Could you give the data below again, exactly and completely?

▼

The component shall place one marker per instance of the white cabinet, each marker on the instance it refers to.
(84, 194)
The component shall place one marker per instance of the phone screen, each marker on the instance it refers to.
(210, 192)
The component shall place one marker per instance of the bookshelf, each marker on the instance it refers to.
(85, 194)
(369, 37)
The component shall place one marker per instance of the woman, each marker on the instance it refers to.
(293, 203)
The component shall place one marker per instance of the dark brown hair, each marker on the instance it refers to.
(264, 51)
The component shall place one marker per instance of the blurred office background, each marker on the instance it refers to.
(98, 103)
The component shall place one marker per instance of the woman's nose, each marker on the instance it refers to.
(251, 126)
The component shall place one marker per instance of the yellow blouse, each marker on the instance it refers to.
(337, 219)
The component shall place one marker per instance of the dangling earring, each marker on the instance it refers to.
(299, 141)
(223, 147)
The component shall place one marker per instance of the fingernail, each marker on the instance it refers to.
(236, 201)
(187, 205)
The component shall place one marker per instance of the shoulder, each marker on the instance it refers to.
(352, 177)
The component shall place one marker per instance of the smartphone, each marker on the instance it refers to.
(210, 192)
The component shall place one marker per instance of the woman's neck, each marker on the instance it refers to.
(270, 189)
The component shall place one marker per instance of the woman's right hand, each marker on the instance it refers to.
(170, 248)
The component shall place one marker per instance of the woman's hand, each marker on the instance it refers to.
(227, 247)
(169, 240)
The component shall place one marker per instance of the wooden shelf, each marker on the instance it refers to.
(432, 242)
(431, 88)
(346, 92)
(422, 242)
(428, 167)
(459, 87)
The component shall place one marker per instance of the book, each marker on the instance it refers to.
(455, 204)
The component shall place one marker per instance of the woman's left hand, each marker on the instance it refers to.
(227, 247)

▲

-- Solution to the problem --
The component shall place one marker per instance of the white cabinet, each marker on the instance it refers to.
(84, 194)
The component shall place one marker per instance of the phone screen, each marker on the instance it refers to.
(210, 192)
The component shall place one marker per instance of the bookshelf, each marker on the instance it refers to.
(85, 194)
(369, 37)
The component shall place one marker per instance of the woman, each marker on the instance it refers to.
(293, 203)
The component shall place one marker per instance of the dark brown hair, each marker on the instance it refers to.
(264, 51)
The component shall place one marker per instance of the blurred office background, each marker on the instance it refers to.
(98, 103)
The component shall place one marker per instance of the woman's nose, each marker on the instance it refers to.
(251, 126)
The component shall place one marker per instance of the yellow blouse, each marker on the instance it refers to.
(337, 219)
The component shall place one marker per instance of the dangling earring, each marker on the instance it refers to.
(299, 141)
(223, 147)
The component shall place one marker per instance of the fingernail, each marker on the instance it refers to.
(236, 201)
(187, 205)
The component shall place one marker per instance of the shoulder, each marker on the instance it refers to.
(352, 177)
The component shall place one marker per instance of the smartphone, each marker on the instance it refers to.
(210, 192)
The component shall place one marker per instance of the woman's neck, each marker on the instance it refers to.
(270, 189)
The component shall place one marker per instance of the woman's right hand, each marker on the instance it refers to.
(170, 248)
The component shall place one marker per instance of the woman's hand, each marker on the instance it refers to.
(227, 247)
(169, 240)
The component shall place one marker per instance of the wooden shelf, each marker on the instance it refers to.
(432, 242)
(431, 88)
(346, 92)
(422, 242)
(428, 167)
(459, 87)
The component shall place one marker per instance of the book, each marker on the instance it refers to.
(455, 204)
The component shall place one marker per instance of the woman's left hand, each marker on the instance it refers to.
(227, 247)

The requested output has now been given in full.